◆ TO DO
This task calls for copying every line of the records that includes the word "rear".

── DATA FOR REVIEW ──

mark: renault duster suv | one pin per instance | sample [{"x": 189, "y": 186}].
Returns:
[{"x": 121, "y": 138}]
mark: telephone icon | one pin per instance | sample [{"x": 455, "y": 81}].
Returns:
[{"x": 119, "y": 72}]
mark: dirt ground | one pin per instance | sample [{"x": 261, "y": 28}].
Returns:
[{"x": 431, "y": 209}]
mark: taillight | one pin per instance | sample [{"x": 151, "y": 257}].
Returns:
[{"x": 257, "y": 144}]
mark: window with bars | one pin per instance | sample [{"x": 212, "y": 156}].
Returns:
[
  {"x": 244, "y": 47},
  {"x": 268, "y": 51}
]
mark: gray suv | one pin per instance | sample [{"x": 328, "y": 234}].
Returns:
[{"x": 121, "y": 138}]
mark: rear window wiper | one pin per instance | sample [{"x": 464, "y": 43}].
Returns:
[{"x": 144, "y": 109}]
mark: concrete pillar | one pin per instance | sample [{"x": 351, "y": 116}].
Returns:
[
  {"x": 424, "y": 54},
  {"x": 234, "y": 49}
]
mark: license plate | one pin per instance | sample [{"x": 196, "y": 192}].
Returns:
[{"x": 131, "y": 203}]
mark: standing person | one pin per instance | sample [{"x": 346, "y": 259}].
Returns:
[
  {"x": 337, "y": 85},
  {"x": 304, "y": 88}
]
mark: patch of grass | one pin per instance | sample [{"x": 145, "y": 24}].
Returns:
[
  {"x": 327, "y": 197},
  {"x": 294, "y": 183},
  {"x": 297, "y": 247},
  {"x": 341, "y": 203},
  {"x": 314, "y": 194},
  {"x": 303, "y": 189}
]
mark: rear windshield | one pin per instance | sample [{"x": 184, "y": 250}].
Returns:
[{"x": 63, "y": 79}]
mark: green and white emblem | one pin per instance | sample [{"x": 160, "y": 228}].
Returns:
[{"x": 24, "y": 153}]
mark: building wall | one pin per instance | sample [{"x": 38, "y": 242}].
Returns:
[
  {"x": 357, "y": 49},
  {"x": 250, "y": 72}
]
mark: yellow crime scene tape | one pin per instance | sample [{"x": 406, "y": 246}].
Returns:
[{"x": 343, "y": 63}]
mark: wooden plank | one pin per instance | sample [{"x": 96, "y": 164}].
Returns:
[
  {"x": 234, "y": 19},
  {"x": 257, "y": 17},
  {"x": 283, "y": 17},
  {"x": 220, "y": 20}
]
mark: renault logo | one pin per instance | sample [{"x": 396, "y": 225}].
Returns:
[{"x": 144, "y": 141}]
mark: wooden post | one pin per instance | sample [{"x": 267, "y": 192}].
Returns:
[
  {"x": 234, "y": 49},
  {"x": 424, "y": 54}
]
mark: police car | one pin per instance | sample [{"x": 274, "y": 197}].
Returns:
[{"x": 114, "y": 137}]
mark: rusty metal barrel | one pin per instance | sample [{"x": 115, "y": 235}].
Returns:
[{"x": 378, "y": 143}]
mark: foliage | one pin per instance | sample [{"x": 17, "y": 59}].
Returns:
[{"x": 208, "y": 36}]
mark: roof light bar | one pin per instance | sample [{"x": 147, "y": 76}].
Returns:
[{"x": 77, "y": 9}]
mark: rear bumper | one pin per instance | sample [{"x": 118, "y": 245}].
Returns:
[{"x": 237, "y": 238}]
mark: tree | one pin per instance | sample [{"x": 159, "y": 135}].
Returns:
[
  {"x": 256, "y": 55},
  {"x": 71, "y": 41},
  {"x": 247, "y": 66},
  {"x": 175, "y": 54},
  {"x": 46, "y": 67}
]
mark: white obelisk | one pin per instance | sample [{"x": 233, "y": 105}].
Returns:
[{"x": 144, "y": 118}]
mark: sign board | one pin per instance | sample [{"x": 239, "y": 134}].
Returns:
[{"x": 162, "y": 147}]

───

◆ ANSWER TO THIS PROBLEM
mark: rear window wiper | one pin per instance | sample [{"x": 464, "y": 43}].
mark: rear windshield | one pin per instance | sample [{"x": 184, "y": 250}].
mark: rear bumper | one pin per instance | sample [{"x": 118, "y": 245}].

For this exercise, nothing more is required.